Instructions for the task: Only the lines from the top of the listing below through the line containing "positive clicks: (276, 113)" should be output, exactly and with no pictures.

Data provided:
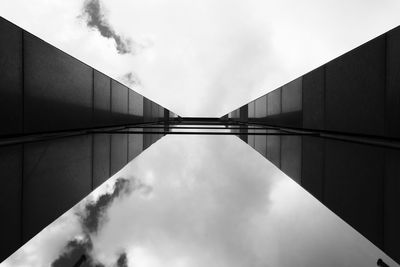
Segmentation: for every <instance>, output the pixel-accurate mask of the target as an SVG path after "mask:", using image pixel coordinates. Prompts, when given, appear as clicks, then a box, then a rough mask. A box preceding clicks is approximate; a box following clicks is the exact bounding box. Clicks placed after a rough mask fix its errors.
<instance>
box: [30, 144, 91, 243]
mask: <svg viewBox="0 0 400 267" xmlns="http://www.w3.org/2000/svg"><path fill="white" fill-rule="evenodd" d="M91 187H92V137H91V136H77V137H68V138H62V139H56V140H52V141H46V142H38V143H30V144H26V145H25V153H24V176H23V193H24V195H23V239H24V241H27V240H28V239H30V238H32V237H33V236H34V235H35V234H37V233H38V232H39V231H41V230H42V229H43V228H44V227H46V226H47V225H48V224H50V223H51V222H53V221H54V220H55V219H57V218H58V217H59V216H61V215H62V214H63V213H64V212H65V211H67V210H68V209H70V208H71V207H72V206H73V205H75V204H76V203H77V202H78V201H80V200H81V199H82V198H84V197H85V196H86V195H87V194H89V193H90V191H91Z"/></svg>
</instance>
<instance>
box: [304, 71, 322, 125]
mask: <svg viewBox="0 0 400 267" xmlns="http://www.w3.org/2000/svg"><path fill="white" fill-rule="evenodd" d="M324 76H325V67H319V68H317V69H315V70H313V71H311V72H309V73H307V74H306V75H304V76H303V90H302V91H303V127H304V128H306V129H316V130H323V129H324V116H325V115H324V114H325V113H324V110H325V88H324V83H325V82H324Z"/></svg>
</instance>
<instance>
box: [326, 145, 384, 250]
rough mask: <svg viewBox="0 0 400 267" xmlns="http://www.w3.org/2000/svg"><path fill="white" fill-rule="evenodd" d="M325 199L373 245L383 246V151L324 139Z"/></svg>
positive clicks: (379, 148)
mask: <svg viewBox="0 0 400 267" xmlns="http://www.w3.org/2000/svg"><path fill="white" fill-rule="evenodd" d="M325 153H326V154H325V184H324V202H325V204H326V206H327V207H329V208H330V209H331V210H332V211H334V212H335V213H336V214H337V215H339V216H340V217H341V218H342V219H343V220H345V221H346V222H347V223H349V224H350V225H351V226H353V227H354V228H355V229H357V230H358V231H359V232H360V233H361V234H363V235H364V236H365V237H366V238H368V239H369V240H370V241H371V242H373V243H374V244H375V245H377V246H380V247H382V245H383V236H382V232H383V216H382V215H383V175H384V153H383V150H382V149H380V148H376V147H371V146H365V145H359V144H352V143H348V142H341V141H333V140H326V151H325Z"/></svg>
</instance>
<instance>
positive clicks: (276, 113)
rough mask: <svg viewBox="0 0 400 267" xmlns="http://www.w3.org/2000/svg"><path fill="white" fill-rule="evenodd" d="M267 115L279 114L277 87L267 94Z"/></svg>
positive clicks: (280, 97) (280, 100)
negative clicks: (267, 108)
mask: <svg viewBox="0 0 400 267" xmlns="http://www.w3.org/2000/svg"><path fill="white" fill-rule="evenodd" d="M267 107H268V116H273V115H279V114H281V111H282V106H281V88H278V89H276V90H274V91H272V92H270V93H269V94H268V104H267Z"/></svg>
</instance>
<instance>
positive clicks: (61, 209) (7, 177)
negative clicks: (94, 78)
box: [0, 134, 144, 261]
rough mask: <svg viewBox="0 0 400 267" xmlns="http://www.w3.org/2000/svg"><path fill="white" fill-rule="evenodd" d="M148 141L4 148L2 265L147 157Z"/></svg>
mask: <svg viewBox="0 0 400 267" xmlns="http://www.w3.org/2000/svg"><path fill="white" fill-rule="evenodd" d="M143 138H144V135H140V134H138V135H136V134H135V135H130V136H129V144H128V135H127V134H94V135H80V136H74V137H65V138H58V139H53V140H49V141H43V142H34V143H27V144H24V145H13V146H0V173H1V179H0V192H1V194H0V210H1V212H2V214H6V216H3V217H2V220H0V226H1V228H0V234H1V236H2V238H1V239H0V261H2V260H4V259H5V258H6V257H8V256H9V255H10V254H12V253H13V252H14V251H15V250H17V249H18V248H19V247H20V246H22V245H23V244H24V243H25V242H27V241H28V240H29V239H31V238H32V237H33V236H35V235H36V234H37V233H39V232H40V231H41V230H42V229H43V228H44V227H46V226H47V225H49V224H50V223H51V222H53V221H54V220H55V219H57V218H58V217H59V216H61V215H62V214H63V213H64V212H66V211H67V210H69V209H70V208H71V207H72V206H73V205H75V204H76V203H77V202H79V201H80V200H81V199H83V198H84V197H86V196H87V195H88V194H89V193H90V192H91V191H92V190H94V189H95V188H97V187H98V186H99V185H101V184H102V183H103V182H105V181H106V180H107V179H108V178H109V177H110V176H112V175H113V174H115V173H116V172H117V171H119V170H120V169H121V168H122V167H123V166H125V165H126V164H127V163H128V161H130V160H132V159H134V158H135V157H136V156H137V155H139V154H140V153H141V152H142V151H143Z"/></svg>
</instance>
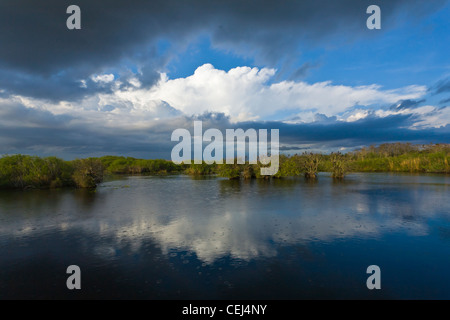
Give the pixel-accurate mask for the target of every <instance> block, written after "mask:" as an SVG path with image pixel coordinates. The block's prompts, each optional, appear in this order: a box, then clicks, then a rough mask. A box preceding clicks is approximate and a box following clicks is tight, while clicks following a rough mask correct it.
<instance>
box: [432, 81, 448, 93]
mask: <svg viewBox="0 0 450 320" xmlns="http://www.w3.org/2000/svg"><path fill="white" fill-rule="evenodd" d="M431 90H432V91H433V93H434V94H440V93H446V92H450V78H447V79H443V80H439V81H438V82H437V83H436V84H435V85H434V86H433V87H432V88H431Z"/></svg>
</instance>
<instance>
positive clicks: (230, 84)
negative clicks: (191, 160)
mask: <svg viewBox="0 0 450 320" xmlns="http://www.w3.org/2000/svg"><path fill="white" fill-rule="evenodd" d="M70 4H73V3H70V2H68V1H58V0H47V1H45V2H36V1H31V0H20V1H13V0H4V1H2V3H1V4H0V30H1V31H0V153H1V154H5V153H8V154H12V153H26V154H37V155H57V156H60V157H64V158H74V157H85V156H99V155H104V154H120V155H129V156H137V157H145V158H155V157H159V158H168V157H170V150H171V148H172V147H173V145H174V144H173V143H172V142H171V141H170V136H171V132H172V131H173V130H175V129H176V128H186V129H189V130H192V127H193V121H194V120H196V119H197V120H198V119H201V120H203V121H204V128H207V127H214V128H218V129H223V130H225V129H226V128H238V127H241V128H267V129H270V128H278V129H280V144H281V147H282V150H285V151H286V152H288V153H294V152H296V150H314V151H320V152H330V151H333V150H342V151H347V150H352V149H354V148H358V147H361V146H365V145H369V144H380V143H385V142H397V141H404V142H412V143H429V142H435V143H443V142H444V143H449V142H450V107H449V105H450V59H449V54H448V52H450V45H449V43H450V41H449V40H450V39H449V35H450V32H449V31H450V25H449V17H450V1H446V0H439V1H433V2H427V1H416V0H411V1H406V0H403V1H402V0H398V1H387V0H381V1H365V0H362V1H359V0H342V1H332V0H320V1H282V2H276V1H269V0H252V1H244V2H243V1H237V0H231V1H220V0H211V1H203V0H196V1H194V0H190V1H177V0H169V1H167V0H166V1H159V0H156V1H144V0H136V1H133V2H131V3H129V2H127V1H124V0H113V1H109V2H108V6H105V5H103V4H102V3H101V2H95V3H92V1H87V0H80V1H77V3H76V4H77V5H78V6H79V7H80V8H81V25H82V29H81V30H68V29H67V28H66V23H65V22H66V19H67V18H68V16H69V15H68V14H66V12H65V11H66V8H67V7H68V6H69V5H70ZM371 4H377V5H379V7H380V8H381V30H369V29H367V27H366V19H367V18H368V16H369V15H368V14H367V13H366V12H365V11H366V8H367V7H368V6H369V5H371Z"/></svg>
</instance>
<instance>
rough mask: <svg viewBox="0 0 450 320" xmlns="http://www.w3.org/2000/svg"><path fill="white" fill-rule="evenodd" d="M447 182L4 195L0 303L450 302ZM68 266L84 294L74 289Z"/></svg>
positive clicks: (120, 179) (271, 184) (217, 187)
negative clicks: (378, 277)
mask: <svg viewBox="0 0 450 320" xmlns="http://www.w3.org/2000/svg"><path fill="white" fill-rule="evenodd" d="M449 186H450V177H449V176H444V175H404V174H384V173H382V174H351V175H349V176H348V177H346V180H345V181H344V182H340V183H336V182H333V180H332V179H331V178H330V177H329V176H328V175H325V174H323V175H321V176H320V177H319V179H318V181H317V182H315V183H310V182H307V181H305V180H304V179H302V178H298V179H286V180H273V181H259V180H252V181H230V180H225V179H221V178H217V177H211V178H203V179H193V178H191V177H188V176H181V175H180V176H164V177H144V176H133V177H121V178H118V179H113V180H110V181H107V182H104V183H103V184H101V185H100V186H99V187H98V189H97V191H96V192H92V191H87V190H73V189H63V190H28V191H2V192H0V298H1V299H9V298H26V299H36V298H39V299H49V298H97V299H98V298H114V299H126V298H130V299H131V298H143V299H305V298H307V299H311V298H312V299H355V298H356V299H450V277H449V275H448V272H449V270H450V202H449V197H448V196H449V191H450V187H449ZM73 264H74V265H78V266H79V267H80V268H81V274H82V276H81V283H82V289H81V290H68V289H67V287H66V279H67V277H68V276H69V275H68V274H66V269H67V267H68V266H69V265H73ZM369 265H378V266H379V267H380V269H381V290H368V289H367V287H366V280H367V277H368V276H369V274H367V273H366V269H367V267H368V266H369Z"/></svg>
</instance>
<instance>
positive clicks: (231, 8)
mask: <svg viewBox="0 0 450 320" xmlns="http://www.w3.org/2000/svg"><path fill="white" fill-rule="evenodd" d="M378 2H379V3H380V5H381V6H382V7H383V19H385V21H393V20H394V18H395V17H396V15H397V13H398V12H400V11H405V12H408V13H410V14H412V15H414V16H415V17H416V18H417V17H421V16H424V15H426V14H428V13H430V12H433V11H435V10H437V9H438V8H440V7H441V6H442V4H443V3H444V1H434V2H433V3H425V2H423V1H406V0H398V1H381V0H379V1H378ZM71 4H73V3H72V2H70V1H68V0H62V1H61V0H48V1H45V3H43V2H38V1H32V0H4V1H1V3H0V30H2V32H1V34H0V88H2V89H3V90H6V91H7V93H9V94H20V95H25V96H28V97H35V98H46V99H49V100H52V101H61V100H69V101H73V100H77V99H82V98H84V97H86V96H89V95H93V94H95V93H97V92H108V90H110V88H108V86H98V83H95V82H92V81H91V82H90V83H85V85H82V86H80V81H83V80H84V81H87V79H90V77H91V76H92V75H95V74H97V75H98V74H105V73H108V74H110V73H114V74H115V75H116V76H117V78H119V79H120V78H122V79H121V80H122V83H123V84H124V85H126V84H127V82H128V81H127V79H129V78H130V76H129V75H130V72H131V73H132V74H134V76H135V77H136V78H137V79H138V81H139V82H140V84H141V85H142V86H143V87H151V86H152V85H153V84H155V83H156V82H157V81H158V80H159V73H160V71H164V68H165V66H166V65H167V63H168V61H170V60H171V59H172V58H173V57H175V56H176V55H177V53H178V52H179V51H180V50H181V49H182V48H185V47H186V45H187V44H188V43H189V42H190V41H191V40H192V39H195V38H197V37H199V36H201V35H204V34H206V35H207V36H208V37H209V38H210V40H211V43H212V45H213V47H215V48H218V49H225V50H226V51H227V52H233V53H236V54H240V55H244V56H249V57H250V58H252V59H253V58H254V59H255V61H257V62H258V61H260V62H261V63H264V64H268V65H269V66H274V65H275V64H277V63H278V62H280V61H283V60H286V61H288V60H291V59H292V57H293V56H298V55H299V54H300V53H301V47H302V45H305V44H313V43H316V44H327V43H328V41H329V40H330V39H332V38H333V37H334V36H335V35H336V34H342V33H345V34H349V35H352V36H351V37H347V38H348V40H349V41H351V39H352V38H358V37H365V36H367V35H368V33H367V32H368V31H367V28H364V24H365V19H366V14H365V8H367V6H368V5H369V4H372V2H371V1H355V0H353V1H350V0H345V1H340V2H336V1H333V0H322V1H313V2H312V1H311V2H310V1H293V2H283V3H278V2H275V1H269V0H260V1H240V0H232V1H226V2H224V1H221V0H220V1H219V0H214V1H203V0H193V1H182V2H180V1H175V0H157V1H144V0H136V1H133V2H132V3H130V2H129V1H125V0H112V1H108V3H107V4H105V3H100V2H96V1H89V0H79V1H77V5H78V6H79V7H80V8H81V17H82V22H81V24H82V29H81V30H68V29H67V28H66V23H65V22H66V19H67V17H68V15H67V14H66V8H67V7H68V6H69V5H71ZM386 25H387V26H388V25H389V24H386ZM386 28H388V27H386ZM161 40H166V41H168V42H169V43H170V46H169V48H168V49H167V50H166V51H164V52H161V50H160V49H159V47H158V45H159V41H161ZM131 78H132V77H131Z"/></svg>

Exercise answer:
Segmentation: for every <instance>, output the pixel-accurate mask of the target as an SVG path after "mask:", using image pixel coordinates. Prompts, when given, appear as clicks, then a box, then a rough mask. A box preceding clicks is approximate; a box following clicks is the exact bounding box. Clicks placed after a rough mask fix its errors.
<instance>
box: [30, 144, 91, 243]
mask: <svg viewBox="0 0 400 267" xmlns="http://www.w3.org/2000/svg"><path fill="white" fill-rule="evenodd" d="M91 187H92V137H91V136H77V137H68V138H62V139H56V140H52V141H46V142H38V143H30V144H26V145H25V153H24V176H23V193H24V195H23V239H24V241H27V240H28V239H30V238H32V237H33V236H34V235H35V234H37V233H38V232H39V231H41V230H42V229H43V228H44V227H46V226H47V225H48V224H50V223H51V222H53V221H54V220H55V219H57V218H58V217H59V216H61V215H62V214H63V213H64V212H65V211H67V210H68V209H70V208H71V207H72V206H73V205H75V204H76V203H77V202H78V201H80V200H81V199H82V198H84V197H85V196H86V195H87V194H89V193H90V191H91Z"/></svg>
</instance>
<instance>
box: [304, 71, 322, 125]
mask: <svg viewBox="0 0 400 267" xmlns="http://www.w3.org/2000/svg"><path fill="white" fill-rule="evenodd" d="M324 76H325V67H319V68H317V69H315V70H313V71H311V72H309V73H307V74H306V75H304V76H303V90H302V91H303V127H304V128H306V129H316V130H323V129H324V116H325V115H324V114H325V113H324V110H325V88H324V83H325V82H324Z"/></svg>
</instance>
<instance>
box: [326, 145, 384, 250]
rough mask: <svg viewBox="0 0 400 267" xmlns="http://www.w3.org/2000/svg"><path fill="white" fill-rule="evenodd" d="M325 199L373 245L383 246V151L324 139Z"/></svg>
positive clicks: (379, 148)
mask: <svg viewBox="0 0 400 267" xmlns="http://www.w3.org/2000/svg"><path fill="white" fill-rule="evenodd" d="M325 153H326V154H325V184H324V202H325V204H326V206H327V207H329V208H330V209H331V210H332V211H334V212H335V213H336V214H337V215H339V216H340V217H341V218H342V219H343V220H345V221H346V222H347V223H349V224H350V225H351V226H353V227H354V228H355V229H357V230H358V231H359V232H360V233H361V234H363V235H364V236H365V237H366V238H368V239H369V240H370V241H371V242H373V243H374V244H375V245H377V246H380V247H382V245H383V236H382V232H383V216H382V215H383V175H384V153H383V150H382V149H380V148H376V147H371V146H365V145H359V144H352V143H348V142H341V141H333V140H326V151H325Z"/></svg>
</instance>
<instance>
positive clicks: (276, 113)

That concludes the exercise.